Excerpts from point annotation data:
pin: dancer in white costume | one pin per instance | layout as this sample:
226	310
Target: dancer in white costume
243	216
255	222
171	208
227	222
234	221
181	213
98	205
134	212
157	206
---
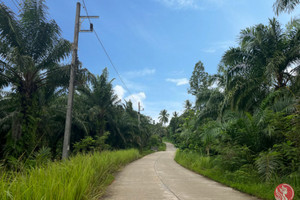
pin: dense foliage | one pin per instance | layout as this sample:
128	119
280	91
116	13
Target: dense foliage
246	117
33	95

## SET EXERCISE
Which lines in the records above contain the word "layout"? Pick out each of them and copy it in full.

## ANSWER TO THE EXERCISE
pin: dancer in white costume | one pin per instance | layout as this sample:
pin: dense foliage | one pin per instance | layout as this sample:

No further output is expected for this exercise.